*** Excerpted records ***
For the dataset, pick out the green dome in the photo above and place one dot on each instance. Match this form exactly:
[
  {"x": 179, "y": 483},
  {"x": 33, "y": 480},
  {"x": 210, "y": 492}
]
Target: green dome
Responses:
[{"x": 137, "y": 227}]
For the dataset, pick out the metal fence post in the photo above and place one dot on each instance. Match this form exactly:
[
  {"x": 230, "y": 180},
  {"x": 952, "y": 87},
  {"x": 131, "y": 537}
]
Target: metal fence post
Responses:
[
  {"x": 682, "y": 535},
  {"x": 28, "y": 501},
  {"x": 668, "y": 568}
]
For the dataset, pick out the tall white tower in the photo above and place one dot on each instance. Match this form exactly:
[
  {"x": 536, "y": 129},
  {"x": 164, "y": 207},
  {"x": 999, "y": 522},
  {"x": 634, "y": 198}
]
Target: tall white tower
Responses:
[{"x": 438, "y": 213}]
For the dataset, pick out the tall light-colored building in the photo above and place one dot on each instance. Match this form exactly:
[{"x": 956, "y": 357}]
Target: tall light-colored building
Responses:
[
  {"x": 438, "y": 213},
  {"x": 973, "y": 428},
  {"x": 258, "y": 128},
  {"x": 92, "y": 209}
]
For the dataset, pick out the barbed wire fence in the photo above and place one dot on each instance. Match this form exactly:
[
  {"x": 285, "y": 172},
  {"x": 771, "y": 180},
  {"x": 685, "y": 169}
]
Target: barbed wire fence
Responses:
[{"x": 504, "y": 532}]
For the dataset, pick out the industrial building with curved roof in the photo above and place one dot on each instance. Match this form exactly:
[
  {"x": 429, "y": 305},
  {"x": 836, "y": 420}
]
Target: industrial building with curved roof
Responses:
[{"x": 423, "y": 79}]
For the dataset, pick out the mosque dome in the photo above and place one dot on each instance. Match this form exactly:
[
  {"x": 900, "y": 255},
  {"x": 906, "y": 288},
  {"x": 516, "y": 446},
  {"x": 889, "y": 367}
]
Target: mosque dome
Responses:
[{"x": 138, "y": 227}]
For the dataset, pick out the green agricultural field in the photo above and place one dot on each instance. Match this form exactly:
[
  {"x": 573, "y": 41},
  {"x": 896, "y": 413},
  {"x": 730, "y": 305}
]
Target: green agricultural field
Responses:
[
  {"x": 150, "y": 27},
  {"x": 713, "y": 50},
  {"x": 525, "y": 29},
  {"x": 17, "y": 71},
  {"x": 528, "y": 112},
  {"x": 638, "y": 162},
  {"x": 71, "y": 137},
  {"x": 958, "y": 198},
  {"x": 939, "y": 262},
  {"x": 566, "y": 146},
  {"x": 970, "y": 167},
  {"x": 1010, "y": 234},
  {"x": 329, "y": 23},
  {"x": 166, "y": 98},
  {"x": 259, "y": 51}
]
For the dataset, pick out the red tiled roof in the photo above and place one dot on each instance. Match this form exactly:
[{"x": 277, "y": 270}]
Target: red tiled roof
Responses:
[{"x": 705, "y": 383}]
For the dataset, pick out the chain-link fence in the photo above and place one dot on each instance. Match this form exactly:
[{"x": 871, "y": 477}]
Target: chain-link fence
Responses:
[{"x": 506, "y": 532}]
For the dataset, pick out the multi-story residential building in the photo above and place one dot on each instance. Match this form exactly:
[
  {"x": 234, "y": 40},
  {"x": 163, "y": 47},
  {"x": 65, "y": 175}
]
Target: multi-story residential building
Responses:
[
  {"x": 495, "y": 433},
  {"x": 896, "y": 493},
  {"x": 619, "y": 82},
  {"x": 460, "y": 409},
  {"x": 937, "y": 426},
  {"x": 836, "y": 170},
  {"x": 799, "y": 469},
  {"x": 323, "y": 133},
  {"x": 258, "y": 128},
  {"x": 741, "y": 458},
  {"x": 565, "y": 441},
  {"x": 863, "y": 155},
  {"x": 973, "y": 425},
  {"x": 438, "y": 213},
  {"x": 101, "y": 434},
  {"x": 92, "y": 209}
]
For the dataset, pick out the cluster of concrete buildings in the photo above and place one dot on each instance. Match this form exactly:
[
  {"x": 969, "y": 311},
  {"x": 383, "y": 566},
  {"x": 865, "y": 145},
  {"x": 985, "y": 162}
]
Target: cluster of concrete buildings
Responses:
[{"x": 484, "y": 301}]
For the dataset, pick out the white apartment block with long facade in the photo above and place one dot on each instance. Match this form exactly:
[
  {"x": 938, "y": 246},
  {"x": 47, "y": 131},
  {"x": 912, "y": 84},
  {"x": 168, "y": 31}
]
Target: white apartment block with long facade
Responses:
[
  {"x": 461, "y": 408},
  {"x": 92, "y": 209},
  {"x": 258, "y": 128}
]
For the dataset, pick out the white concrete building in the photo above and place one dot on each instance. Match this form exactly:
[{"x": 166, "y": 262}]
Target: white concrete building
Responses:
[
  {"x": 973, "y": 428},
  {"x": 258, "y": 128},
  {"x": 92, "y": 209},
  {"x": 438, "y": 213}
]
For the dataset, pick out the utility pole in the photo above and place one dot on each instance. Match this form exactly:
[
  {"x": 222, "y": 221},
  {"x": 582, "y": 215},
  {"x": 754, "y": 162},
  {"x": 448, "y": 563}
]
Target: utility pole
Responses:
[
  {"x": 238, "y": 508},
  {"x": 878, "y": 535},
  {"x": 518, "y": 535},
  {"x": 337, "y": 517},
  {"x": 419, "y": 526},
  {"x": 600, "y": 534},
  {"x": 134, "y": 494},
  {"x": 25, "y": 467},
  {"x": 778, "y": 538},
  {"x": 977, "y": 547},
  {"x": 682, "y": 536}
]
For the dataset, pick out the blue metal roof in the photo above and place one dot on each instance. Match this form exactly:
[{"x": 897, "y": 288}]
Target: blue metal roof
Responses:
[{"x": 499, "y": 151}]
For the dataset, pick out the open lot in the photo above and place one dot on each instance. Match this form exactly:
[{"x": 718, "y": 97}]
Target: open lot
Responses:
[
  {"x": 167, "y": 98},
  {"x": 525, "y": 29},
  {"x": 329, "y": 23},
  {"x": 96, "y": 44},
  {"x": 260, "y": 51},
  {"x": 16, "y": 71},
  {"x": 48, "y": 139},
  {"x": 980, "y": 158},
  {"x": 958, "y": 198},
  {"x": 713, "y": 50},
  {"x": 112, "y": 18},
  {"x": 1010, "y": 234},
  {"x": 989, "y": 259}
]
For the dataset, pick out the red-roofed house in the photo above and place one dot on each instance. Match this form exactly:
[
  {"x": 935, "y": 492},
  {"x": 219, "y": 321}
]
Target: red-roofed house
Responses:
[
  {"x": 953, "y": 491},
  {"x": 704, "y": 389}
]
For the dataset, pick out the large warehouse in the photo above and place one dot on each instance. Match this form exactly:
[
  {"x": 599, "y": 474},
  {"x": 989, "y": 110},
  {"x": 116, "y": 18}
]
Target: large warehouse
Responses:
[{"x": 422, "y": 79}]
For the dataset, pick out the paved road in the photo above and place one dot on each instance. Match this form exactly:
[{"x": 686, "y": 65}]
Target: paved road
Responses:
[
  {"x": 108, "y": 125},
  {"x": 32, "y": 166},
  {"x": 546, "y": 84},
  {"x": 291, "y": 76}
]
***
### Exercise
From the listing above, extract all records word for word.

### Solution to this exercise
For the dataset, pick out the green dome in the photo above and place one dot on each instance. Match this form exactly:
[
  {"x": 179, "y": 483},
  {"x": 33, "y": 480},
  {"x": 210, "y": 492}
]
Target: green dome
Responses:
[{"x": 137, "y": 227}]
For the dataset, pick out the metal fence post in the photo above and place one dot on each instance. Match this form exactly:
[
  {"x": 230, "y": 180},
  {"x": 952, "y": 87},
  {"x": 131, "y": 537}
]
Target: metal fence post
Responses:
[
  {"x": 682, "y": 535},
  {"x": 28, "y": 501},
  {"x": 668, "y": 568}
]
For the dataset, pick out the tall white tower in the photo above and place one dot on each instance. Match this form exactly:
[
  {"x": 536, "y": 129},
  {"x": 164, "y": 207},
  {"x": 999, "y": 522},
  {"x": 634, "y": 198}
]
Target: tall white tower
Responses:
[{"x": 438, "y": 213}]
For the dataset, pick out the tall light-colored building in the photo above and place one dot on each instance. Match this form exactly:
[{"x": 956, "y": 357}]
Target: tall light-colored building
Responses:
[
  {"x": 438, "y": 213},
  {"x": 973, "y": 428},
  {"x": 258, "y": 128},
  {"x": 92, "y": 209}
]
For the dataset, pick out the barbed wire fence in the photo above and place one dot on each instance. Match this form exactly:
[
  {"x": 285, "y": 172},
  {"x": 771, "y": 180},
  {"x": 685, "y": 169}
]
Target: barbed wire fence
Responses:
[{"x": 504, "y": 532}]
For the dataset, pick out the industrial building with curved roof in the photo above and place one dot on each instance. Match this form exactly:
[
  {"x": 429, "y": 305},
  {"x": 836, "y": 420}
]
Target: industrial building with curved roof
Responses:
[{"x": 423, "y": 79}]
For the dataset, pick out the mosque dome in the photo above and place one dot on each instance. Match this form exactly:
[
  {"x": 900, "y": 255},
  {"x": 906, "y": 288},
  {"x": 516, "y": 446},
  {"x": 889, "y": 367}
]
Target: mosque dome
Responses:
[{"x": 138, "y": 227}]
For the dataset, pick out the green agricultural field in the photo above and place one dot on each instance. Match this form exactly:
[
  {"x": 573, "y": 41},
  {"x": 896, "y": 413},
  {"x": 730, "y": 305}
]
Target: green agricultural field
Responses:
[
  {"x": 150, "y": 27},
  {"x": 713, "y": 50},
  {"x": 525, "y": 29},
  {"x": 17, "y": 71},
  {"x": 528, "y": 112},
  {"x": 638, "y": 162},
  {"x": 71, "y": 137},
  {"x": 958, "y": 198},
  {"x": 939, "y": 262},
  {"x": 566, "y": 146},
  {"x": 970, "y": 167},
  {"x": 1010, "y": 234},
  {"x": 329, "y": 23},
  {"x": 166, "y": 98},
  {"x": 259, "y": 51}
]
For the dataset, pick out the red tiled roof in the photo above and place one dot on each instance. Match this form exactly:
[{"x": 277, "y": 270}]
Target: red tiled roof
Responses:
[{"x": 705, "y": 383}]
For the dataset, pick out the chain-link fence in the photo above and place one dot on each instance. Match this form exactly:
[{"x": 871, "y": 477}]
Target: chain-link fence
Responses:
[{"x": 506, "y": 532}]
For the dataset, pick out the multi-story residential building in the photo above and place one dot on each instance. Match this form exactly:
[
  {"x": 234, "y": 40},
  {"x": 163, "y": 47},
  {"x": 65, "y": 175}
]
Target: multi-story residential building
Responses:
[
  {"x": 495, "y": 433},
  {"x": 896, "y": 493},
  {"x": 619, "y": 82},
  {"x": 460, "y": 409},
  {"x": 937, "y": 426},
  {"x": 836, "y": 170},
  {"x": 799, "y": 469},
  {"x": 323, "y": 133},
  {"x": 258, "y": 128},
  {"x": 741, "y": 458},
  {"x": 565, "y": 441},
  {"x": 863, "y": 155},
  {"x": 973, "y": 425},
  {"x": 438, "y": 213},
  {"x": 101, "y": 434},
  {"x": 92, "y": 209}
]
For the dataset, pick out the cluster of concrete buildings in the photo above and place one dot on each instance. Match this form exactly:
[
  {"x": 969, "y": 311},
  {"x": 383, "y": 566},
  {"x": 865, "y": 145},
  {"x": 985, "y": 162}
]
Target: cluster of concrete buildings
Responses:
[{"x": 484, "y": 301}]
For the dataset, pick out the white apartment block with long facade in the photo above and place one dot on each instance. Match this form exactly:
[
  {"x": 938, "y": 246},
  {"x": 47, "y": 131},
  {"x": 912, "y": 84},
  {"x": 168, "y": 31}
]
Target: white apartment block with long facade
Responses:
[
  {"x": 461, "y": 408},
  {"x": 92, "y": 209},
  {"x": 258, "y": 128}
]
For the dataset, pick out the white concrete building in the photo above and place one dot on each instance. Match this form exactly:
[{"x": 166, "y": 262}]
Target: white concrete building
Responses:
[
  {"x": 973, "y": 428},
  {"x": 258, "y": 128},
  {"x": 92, "y": 209},
  {"x": 438, "y": 213}
]
For the dataset, pick out the utility pole in the photo above and place one dot on each instance. Match this form exactly:
[
  {"x": 222, "y": 221},
  {"x": 582, "y": 215},
  {"x": 754, "y": 162},
  {"x": 448, "y": 563}
]
Target: utility pole
Responses:
[
  {"x": 238, "y": 508},
  {"x": 878, "y": 535},
  {"x": 518, "y": 535},
  {"x": 337, "y": 517},
  {"x": 419, "y": 526},
  {"x": 600, "y": 534},
  {"x": 134, "y": 494},
  {"x": 25, "y": 467},
  {"x": 778, "y": 538},
  {"x": 977, "y": 547},
  {"x": 682, "y": 536}
]
For the dataset, pick out the blue metal roof in the photo above and place one dot on each instance. Match this form exactly:
[{"x": 897, "y": 288}]
Target: blue metal roof
Responses:
[{"x": 499, "y": 151}]
For the dataset, pick out the open lot in the photo above and place one dot on each instance. Match this form exactly:
[{"x": 718, "y": 97}]
Target: open lot
Responses:
[
  {"x": 167, "y": 98},
  {"x": 525, "y": 29},
  {"x": 329, "y": 23},
  {"x": 96, "y": 44},
  {"x": 260, "y": 51},
  {"x": 16, "y": 71},
  {"x": 48, "y": 139},
  {"x": 980, "y": 158},
  {"x": 958, "y": 198},
  {"x": 713, "y": 50},
  {"x": 112, "y": 18},
  {"x": 1010, "y": 234},
  {"x": 989, "y": 259}
]
For the dataset, pick out the red-roofed house in the photo above and place one dot on each instance. Match this form exactly:
[
  {"x": 935, "y": 492},
  {"x": 219, "y": 321}
]
Target: red-roofed house
Responses:
[
  {"x": 953, "y": 491},
  {"x": 704, "y": 389}
]
For the dataset, pick out the large warehouse in the photo above and place one dot on each instance. Match this form exactly:
[
  {"x": 599, "y": 474},
  {"x": 989, "y": 110},
  {"x": 116, "y": 18}
]
Target: large warehouse
Responses:
[{"x": 422, "y": 79}]
For the dataset, pick out the paved road in the photo above and place one dot on each instance. Match this form exactly:
[{"x": 686, "y": 65}]
Target: paved road
Responses:
[
  {"x": 108, "y": 125},
  {"x": 32, "y": 166},
  {"x": 546, "y": 84},
  {"x": 291, "y": 76}
]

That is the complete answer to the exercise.